AIM
Please retype all of the records below without changing a single character, and leave the pictures out.

Rows of box annotation data
******

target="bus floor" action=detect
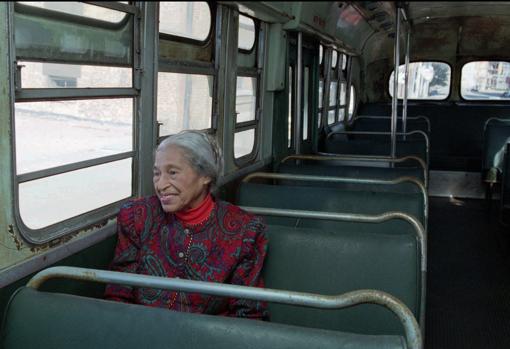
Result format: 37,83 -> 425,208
425,198 -> 510,349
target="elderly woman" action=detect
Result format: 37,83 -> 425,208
105,131 -> 267,319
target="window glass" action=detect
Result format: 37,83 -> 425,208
331,50 -> 338,68
338,108 -> 345,121
18,61 -> 133,88
342,54 -> 347,70
340,82 -> 347,105
234,129 -> 255,159
15,98 -> 133,174
329,81 -> 338,107
19,1 -> 126,23
319,80 -> 324,109
19,158 -> 132,229
460,61 -> 510,100
287,67 -> 294,148
348,85 -> 356,121
328,110 -> 335,125
238,15 -> 255,51
303,67 -> 310,141
236,76 -> 257,123
389,62 -> 451,99
159,1 -> 211,41
157,72 -> 213,136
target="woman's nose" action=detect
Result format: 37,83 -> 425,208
156,175 -> 170,190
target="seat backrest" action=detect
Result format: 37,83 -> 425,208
278,163 -> 423,193
482,119 -> 510,172
263,225 -> 421,334
237,182 -> 424,231
0,288 -> 405,349
324,135 -> 427,162
352,117 -> 429,134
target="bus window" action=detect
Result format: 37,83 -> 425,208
303,67 -> 310,141
234,129 -> 255,159
159,1 -> 211,41
338,81 -> 347,121
328,81 -> 338,125
18,61 -> 133,88
15,98 -> 133,230
388,62 -> 451,100
287,66 -> 294,149
331,50 -> 338,69
347,85 -> 356,122
157,72 -> 213,137
460,61 -> 510,100
19,158 -> 132,230
234,76 -> 257,159
18,1 -> 126,23
238,15 -> 255,51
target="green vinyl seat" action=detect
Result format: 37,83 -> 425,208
237,182 -> 425,235
277,163 -> 424,193
263,225 -> 422,334
0,287 -> 406,349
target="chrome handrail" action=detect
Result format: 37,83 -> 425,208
354,115 -> 431,133
326,130 -> 430,168
27,267 -> 423,349
242,172 -> 429,231
241,206 -> 427,333
280,153 -> 428,188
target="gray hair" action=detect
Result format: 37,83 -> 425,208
156,130 -> 223,191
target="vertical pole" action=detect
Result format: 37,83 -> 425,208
182,1 -> 193,130
294,32 -> 303,154
402,23 -> 411,140
391,8 -> 400,159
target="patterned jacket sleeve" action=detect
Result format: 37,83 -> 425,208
227,217 -> 269,320
104,202 -> 140,303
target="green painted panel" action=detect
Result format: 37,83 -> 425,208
14,8 -> 133,65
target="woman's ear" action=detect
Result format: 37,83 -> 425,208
201,177 -> 212,185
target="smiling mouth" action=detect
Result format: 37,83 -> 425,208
159,194 -> 178,205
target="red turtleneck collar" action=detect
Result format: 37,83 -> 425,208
175,194 -> 214,225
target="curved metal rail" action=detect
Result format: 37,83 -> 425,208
280,153 -> 428,188
326,130 -> 430,164
241,206 -> 427,333
354,115 -> 431,133
27,267 -> 423,349
242,172 -> 429,231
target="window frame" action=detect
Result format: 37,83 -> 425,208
457,60 -> 510,100
386,60 -> 452,102
158,1 -> 216,47
237,13 -> 260,55
14,1 -> 132,29
232,68 -> 261,163
9,4 -> 140,247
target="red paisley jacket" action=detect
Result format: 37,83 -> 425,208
105,196 -> 268,319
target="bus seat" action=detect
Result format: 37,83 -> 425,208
237,182 -> 426,233
0,287 -> 406,349
324,134 -> 428,166
482,118 -> 510,183
263,225 -> 421,334
351,116 -> 429,135
278,163 -> 423,193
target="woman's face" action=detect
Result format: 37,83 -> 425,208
153,145 -> 211,213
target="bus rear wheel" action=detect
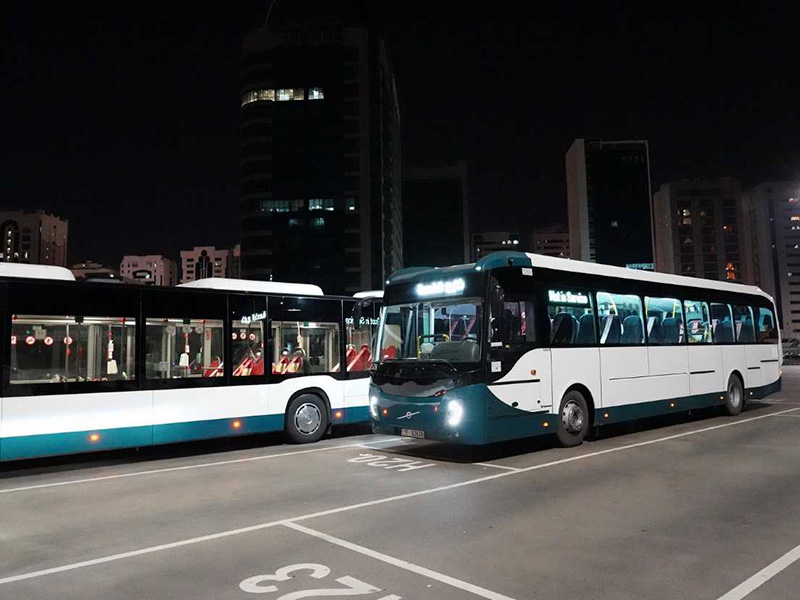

******

IN RESPONSE
target="bus floor" action=detect
Result format: 37,83 -> 425,208
425,198 -> 510,349
target="elderly woman" action=detect
Result format: 37,83 -> 425,208
105,131 -> 267,319
target="window glass" action=detect
Result format: 37,83 -> 425,208
331,50 -> 338,68
338,108 -> 345,121
18,61 -> 133,88
342,54 -> 347,70
340,82 -> 347,105
234,129 -> 255,159
15,98 -> 133,174
329,81 -> 338,107
19,1 -> 126,23
319,80 -> 324,109
19,158 -> 132,229
460,61 -> 510,100
287,67 -> 294,148
348,85 -> 356,121
328,110 -> 335,125
238,15 -> 255,51
303,67 -> 310,141
236,76 -> 257,123
389,62 -> 451,99
159,1 -> 211,41
157,72 -> 213,136
target="woman's nose" action=detect
Result format: 37,83 -> 425,208
156,175 -> 170,190
target="seat backrest" action=detect
Result format: 37,83 -> 425,208
278,163 -> 423,193
482,119 -> 510,172
263,225 -> 421,334
237,182 -> 424,231
0,288 -> 405,349
324,135 -> 427,162
352,117 -> 429,134
target="bus window" action=detect
Result format: 37,83 -> 425,208
303,67 -> 310,141
234,129 -> 255,159
159,1 -> 211,41
338,81 -> 347,121
328,81 -> 338,125
18,61 -> 133,88
15,98 -> 133,230
388,62 -> 451,100
287,66 -> 294,149
331,50 -> 338,69
347,85 -> 356,122
157,72 -> 213,137
460,61 -> 510,100
19,158 -> 132,230
234,76 -> 257,159
18,1 -> 126,23
238,15 -> 255,51
target="green vinyl seat" action=detect
Result format: 37,83 -> 425,208
237,182 -> 425,235
277,163 -> 424,193
263,225 -> 422,334
0,287 -> 406,349
target="chrome handrail" action=detect
Result format: 37,83 -> 425,208
354,115 -> 431,133
326,130 -> 430,168
27,267 -> 423,349
242,172 -> 429,231
241,206 -> 427,333
280,153 -> 428,188
target="gray hair" action=detect
Result format: 37,83 -> 425,208
156,130 -> 223,191
target="vertical pole" action=detect
Result format: 37,83 -> 425,208
182,1 -> 193,130
294,32 -> 303,154
402,23 -> 411,140
391,8 -> 400,159
target="patterned jacket sleeve" action=detect
Result format: 37,83 -> 425,208
227,217 -> 269,320
104,202 -> 140,303
target="green painted panel" action=detect
Result format: 37,83 -> 425,208
14,8 -> 133,65
target="woman's ear" action=detect
Result format: 37,83 -> 425,208
201,177 -> 212,185
target="smiling mouth" action=detect
Result format: 37,83 -> 425,208
159,194 -> 178,205
target="red turtleneck collar" action=detect
Result format: 37,83 -> 425,208
175,194 -> 214,225
target="curved metal rail" action=detect
Result format: 37,83 -> 425,208
280,153 -> 428,188
326,130 -> 430,164
241,206 -> 427,333
354,115 -> 431,133
27,267 -> 423,349
242,172 -> 429,231
target="window frame" action=detect
Result format: 37,83 -> 425,208
457,60 -> 510,100
386,60 -> 452,102
158,1 -> 216,47
237,13 -> 260,55
14,1 -> 132,29
232,68 -> 261,163
9,4 -> 140,247
target="red paisley jacket" action=detect
Result format: 37,83 -> 425,208
105,196 -> 268,319
target="bus seat" action=detect
Result format: 37,83 -> 425,208
237,182 -> 426,233
0,287 -> 406,349
324,134 -> 428,166
482,118 -> 510,183
263,225 -> 421,334
351,116 -> 429,135
278,163 -> 423,193
target="woman's face" action=detect
Result format: 37,83 -> 425,208
153,145 -> 211,213
target="bus rear wheel" action=detect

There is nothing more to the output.